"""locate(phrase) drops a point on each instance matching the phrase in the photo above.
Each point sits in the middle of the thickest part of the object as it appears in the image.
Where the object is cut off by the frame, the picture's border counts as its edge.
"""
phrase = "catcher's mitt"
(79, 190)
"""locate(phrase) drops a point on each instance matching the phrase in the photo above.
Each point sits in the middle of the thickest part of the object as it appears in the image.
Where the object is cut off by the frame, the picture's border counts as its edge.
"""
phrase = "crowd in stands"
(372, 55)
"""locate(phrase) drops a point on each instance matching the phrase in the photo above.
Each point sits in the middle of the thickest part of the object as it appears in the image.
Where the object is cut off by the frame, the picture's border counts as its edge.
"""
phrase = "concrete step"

▬▬▬

== What you need to do ==
The complete listing above is to be output again exactly.

== Reply to the exercise ==
"""locate(phrase) drops a point on each instance matching the phrase in the photo above.
Each point sits in the middle of the thickest part of the object as it appears in the image.
Where the object is cut off by the frame, the picture's border counts as its edge.
"""
phrase = "catcher's mitt"
(79, 190)
"""locate(phrase) drops a point on each instance matching the phrase in the photo above.
Each point sits in the middle of the thickest part of the object as it appears in the image.
Where the object is cut off by the frame, the picture's border counts as its edge.
"""
phrase = "crowd in stands"
(372, 55)
"""locate(phrase) drops a point on each instance matching the phrase in the photo above.
Each point sits in the middle of the thickest part of the object as it appears in the image.
Where the object is cut off by the frame, the picture's border counts as its edge.
"""
phrase = "concrete step"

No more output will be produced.